▶ [SELECTION]:
________________________________________

The NCLT rejected the application of Corporate Insolvency Resolution Process on the ground that the application was devoid of the compulsory requirements under Section 9(3)(c) of the IBC. This Section required that a copy of the certificate from the financial institutions maintaining accounts of the operational creditor confirming that there is no payment of an unpaid operational debt by the corporate debtor be attached with Insolvency Resolution Process Moreover, the bank being foreign it was held that it is not a ‘Financial Institution’ as per Section 3(14) of the IBC and thus it was held that it is not a certificate from a Financial Institution.

The second reason for rejecting the application was that there was already an existence of dispute before the Demand Notice was sent u/S 8(2)(a) of the IBC which was also raised at the time when a reply was made to the Statutory Notice which was furnished under  Section  433 and 434 of the Companies Act.

________________________________________

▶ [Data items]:
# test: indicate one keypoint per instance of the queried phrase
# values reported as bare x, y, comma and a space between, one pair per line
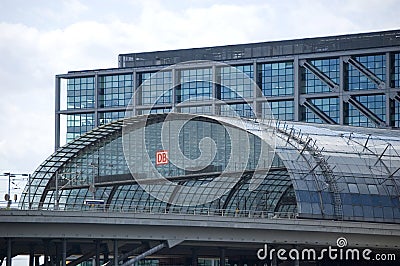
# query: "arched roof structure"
319, 171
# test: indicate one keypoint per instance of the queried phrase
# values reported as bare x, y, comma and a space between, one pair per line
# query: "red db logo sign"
161, 157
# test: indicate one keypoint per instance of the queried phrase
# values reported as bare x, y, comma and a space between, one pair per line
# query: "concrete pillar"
37, 263
64, 253
194, 257
9, 252
97, 258
297, 88
31, 256
222, 257
115, 252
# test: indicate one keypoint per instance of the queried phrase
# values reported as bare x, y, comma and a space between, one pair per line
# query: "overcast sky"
42, 38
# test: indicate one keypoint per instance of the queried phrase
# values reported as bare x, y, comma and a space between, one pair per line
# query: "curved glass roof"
324, 172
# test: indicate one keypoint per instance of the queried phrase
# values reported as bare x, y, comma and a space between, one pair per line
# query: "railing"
174, 210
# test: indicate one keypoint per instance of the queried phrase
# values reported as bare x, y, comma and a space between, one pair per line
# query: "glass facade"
80, 93
108, 117
287, 78
94, 167
277, 79
312, 84
375, 103
79, 124
156, 88
236, 82
329, 106
396, 73
203, 109
239, 109
195, 85
374, 63
282, 110
115, 90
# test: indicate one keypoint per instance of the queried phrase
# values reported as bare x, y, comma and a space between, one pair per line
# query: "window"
312, 84
282, 110
358, 81
330, 106
195, 85
204, 109
236, 82
397, 70
79, 124
80, 93
353, 188
241, 109
277, 79
375, 103
115, 90
156, 88
107, 117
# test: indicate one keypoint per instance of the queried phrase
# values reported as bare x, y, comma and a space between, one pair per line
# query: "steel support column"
9, 252
115, 252
194, 257
222, 257
97, 256
31, 256
64, 252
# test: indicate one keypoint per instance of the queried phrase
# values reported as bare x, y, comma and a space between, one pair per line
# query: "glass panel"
80, 93
195, 85
358, 81
115, 90
79, 124
155, 88
312, 84
282, 110
277, 79
236, 82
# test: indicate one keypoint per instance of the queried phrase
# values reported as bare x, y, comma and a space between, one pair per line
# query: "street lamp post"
29, 190
8, 199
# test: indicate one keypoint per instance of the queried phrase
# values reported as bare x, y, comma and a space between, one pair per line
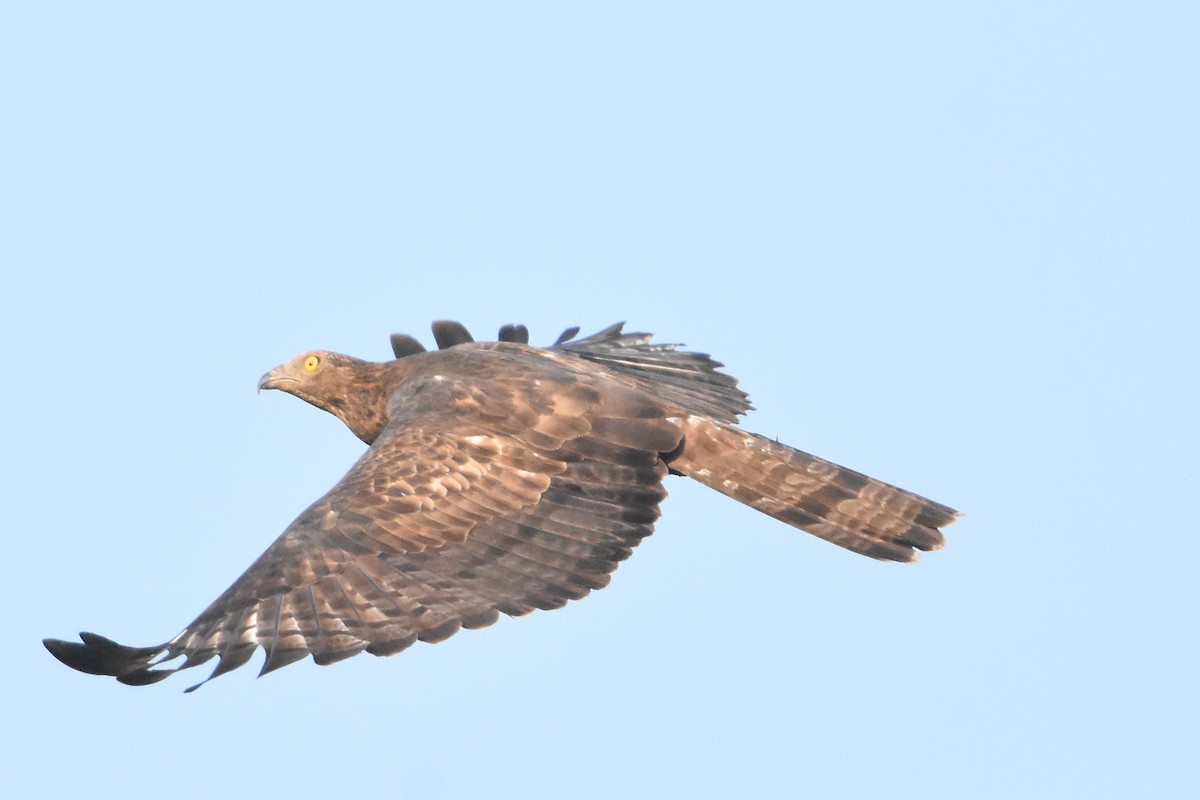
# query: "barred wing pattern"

________________________________________

▶ [TASK SET]:
• A. From the passage on the NCLT ruling, list every statutory section it cites, with the act each belongs to.
• B. Print the section of the passage on the NCLT ruling between "The NCLT rejected" and "a Financial Institution.", inclusive, without any changes.

▶ [TASK-BY-TASK RESULTS]:
• A.
- Section 9(3)(c) of the IBC
- Section 3(14) of the IBC
- Section 8(2)(a) of the IBC
- Section 433 of the Companies Act
- Section 434 of the Companies Act

• B.
The NCLT rejected the application of Corporate Insolvency Resolution Process on the ground that the application was devoid of the compulsory requirements under Section 9(3)(c) of the IBC. This Section required that a copy of the certificate from the financial institutions maintaining accounts of the operational creditor confirming that there is no payment of an unpaid operational debt by the corporate debtor be attached with Insolvency Resolution Process Moreover, the bank being foreign it was held that it is not a ‘Financial Institution’ as per Section 3(14) of the IBC and thus it was held that it is not a certificate from a Financial Institution.